Tugas yang Dikerjakan:
1. Jawab pertanyaan berikut berdasarkan teks tentang saham bank digital.
(a) Pada perdagangan Selasa (12/10), saham Jago ditutup menguat berapa persen dan ke level berapa?
(b) Berapa nilai beli bersih asing yang dilakukan di pasar negosiasi?
(c) Dari saham emiten apa saja investor melakukan aksi ambil untung?
2. Lanjutkan teks tentang saham bank digital, mulai setelah kalimat terakhirnya.

Teks untuk Analisis:
━━━━━━━━━━━━━━━━━━━━━━━━━━━━━━

Jakarta (ANTARA) - Direktur Ekuator Swarna Investama Hans Kwee menilai saham bank digital akan tetap jadi primadona bagi investor meski sempat tertekan dalam sebulan terakhir seiring dengan meningkatnya harga komoditas.
Salah satu saham bank digital PT Bank Jago Tbk (ARTO) akhirnya keluar dari tekanan. Pada perdagangan Selasa (12/10) kemarin, saham Jago ditutup menguat 2,83 persen ke level Rp12.700 dengan nilai transaksi mencapai Rp542 miliar di mana asing melakukan beli bersih (net buy) senilai Rp55,93 miliar di seluruh pasar.
Dari jumlah tersebut, sebanyak Rp24,71 miliar dilakukan di pasar negosiasi.
Menurut Hans dalam keterangan di Jakarta, Rabu, penguatan harga saham Jago tersebut mematahkan siklus penurunan harga selama sebulan terakhir. Sejak emiten penghasil batubara, CPO dan bank besar pesta gila gilaan, saham Jago justru menyelam di kedalaman Rp12.300 dari posisi Rp16.000 pada akhir September.
Baca juga: Prospek bank digital dinilai jadi daya tarik bagi investor asing
Penguatan tersebut, lanjut Hans, karena saham Jago sudah masuk fase jenuh jual. Seperti diketahui, beberapa waktu terakhir saham Jago telah melemah cukup signifikan, karena derasnya aksi jual saham, khususnya yang dilakukan investor asing.
"Ketika tekanan jual mereda, investor mulai mengakumulasi kembali saham ini," ujar Hans.
Selain itu, Hans menambahkan, asing belakangan cenderung masuk ke bank-bank konvesional karena terpicu bangkitnya sektor komoditas. Dalam perspektif investor, saat ini hanya bank konvesional yang paling banyak menyalurkan kredit ke sektor komoditas, bukan bank digital. Jadi, ketika harga komoditas terbang tinggi, investor beranggapan bank bank besar bakal ikut ketiban berkah.
Fenomena tersebut menjelaskan mengapa investor melakukan aksi ambil untung (profit taking) dari emiten yang telah menikmati kenaikan harga saham selama pandemi, seperti farmasi, teknologi dan bank digital. Setelah itu, mereka merotasi portofolio dengan memperbanyak saham komoditas, konsumer dan bank besar.

━━━━━━━━━━━━━━━━━━━━━━━━━━━━━━

Data Hasil Ekstraksi:
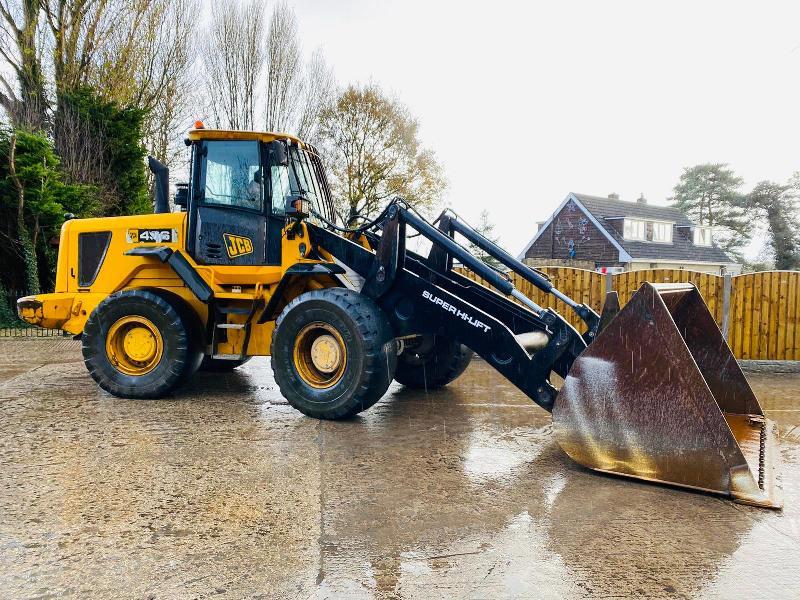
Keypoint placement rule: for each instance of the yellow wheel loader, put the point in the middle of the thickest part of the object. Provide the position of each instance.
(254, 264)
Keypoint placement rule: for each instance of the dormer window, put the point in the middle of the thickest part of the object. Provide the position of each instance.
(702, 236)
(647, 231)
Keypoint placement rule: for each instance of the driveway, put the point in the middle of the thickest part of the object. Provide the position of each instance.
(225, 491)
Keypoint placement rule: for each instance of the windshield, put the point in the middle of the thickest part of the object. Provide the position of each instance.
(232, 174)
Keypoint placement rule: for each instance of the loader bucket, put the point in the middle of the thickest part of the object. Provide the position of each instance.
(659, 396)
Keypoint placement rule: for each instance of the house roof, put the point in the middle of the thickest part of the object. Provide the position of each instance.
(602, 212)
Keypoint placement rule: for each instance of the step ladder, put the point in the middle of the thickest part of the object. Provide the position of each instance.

━━━━━━━━━━━━━━━━━━━━━━━━━━━━━━

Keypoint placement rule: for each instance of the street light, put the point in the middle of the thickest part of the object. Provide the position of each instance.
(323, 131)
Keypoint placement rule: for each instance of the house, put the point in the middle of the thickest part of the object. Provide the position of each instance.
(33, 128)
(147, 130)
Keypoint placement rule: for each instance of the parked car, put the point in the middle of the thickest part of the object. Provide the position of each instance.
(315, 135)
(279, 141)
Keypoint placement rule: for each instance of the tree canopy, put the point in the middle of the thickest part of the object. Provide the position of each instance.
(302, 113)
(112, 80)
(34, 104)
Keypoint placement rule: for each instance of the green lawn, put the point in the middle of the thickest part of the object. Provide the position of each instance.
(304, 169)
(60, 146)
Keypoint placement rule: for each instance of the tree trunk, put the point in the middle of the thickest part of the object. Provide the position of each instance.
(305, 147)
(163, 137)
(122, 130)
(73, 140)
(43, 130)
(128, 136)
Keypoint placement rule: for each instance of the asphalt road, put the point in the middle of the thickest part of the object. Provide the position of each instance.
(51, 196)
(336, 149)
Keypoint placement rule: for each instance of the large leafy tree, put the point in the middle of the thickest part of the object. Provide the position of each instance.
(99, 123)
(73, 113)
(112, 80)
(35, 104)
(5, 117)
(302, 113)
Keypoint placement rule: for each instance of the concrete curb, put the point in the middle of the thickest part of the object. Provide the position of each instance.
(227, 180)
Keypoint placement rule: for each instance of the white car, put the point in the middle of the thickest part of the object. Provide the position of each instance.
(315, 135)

━━━━━━━━━━━━━━━━━━━━━━━━━━━━━━

Hasil per Tugas:
1.
(a) Menguat 2,83 persen ke level Rp12.700.
(b) Rp24,71 miliar.
(c) Dari emiten farmasi, teknologi, dan bank digital.

2.
Akan tetapi, Hans menilai situasi tersebut bersifat sementara. Investor tetap menaruh harapan besar terhadap saham bank digital, namun lebih selektif. Bank yang menyandang status fully digital, dan terintegrasi dengan ekosistem, diyakini bakal kembali menjadi primadona.
Analis MNC Sekuritas Herditya Wicaksana mengatakan secara teknikal saham Jago menunjukkan tanda tanda pembalikan arah (reversal).
Baca juga: Bank Mandiri terus akselerasi transformasi layanan digital
"Ke depannya kami perkirakan masih rawan koreksi dalam jangka pendek. Saham Jago akan menguji area Rp12.700 terlebih dahulu. Namun demikian, apabila mampu bertahan di atas Rp12.575 sebagai supportnya, maka ARTO berpeluang menguat kembali," ujar Herditya.
Selain itu, pelaku pasar menganggap harga Jago saat ini jauh lebih rendah dari harga beli Ribbit Capital pada saat mengumumkan investasi di Jago. Investor menilai Jago layak dikoleksi karena telah menjadi portfolio investor kakap sekelas Ribbit, yang terkenal sangat jeli dalam melakukan valuasi.
Ke depan, saham Jago pun diprediksi masih memiliki banyak ruang untuk menguat kembali. Faktor pemicunya adalah publkasi data kinerja kuartal III 2021 yang akan dirilis pada akhir Oktober mendatang.
Beredar rumor Jago akan mencetak profit pada kinerja kuartal III 2021. Informasi tersebut terendus sejak Jago mencatatkan pertumbuhan kredit yang positif pada kuartal II lalu dan rasio keuangan yang semakin membaik. Jika hal ituterjadi, Jago akan menjadi salah satu bank digital tercepat dalam menghasilkan laba bersih.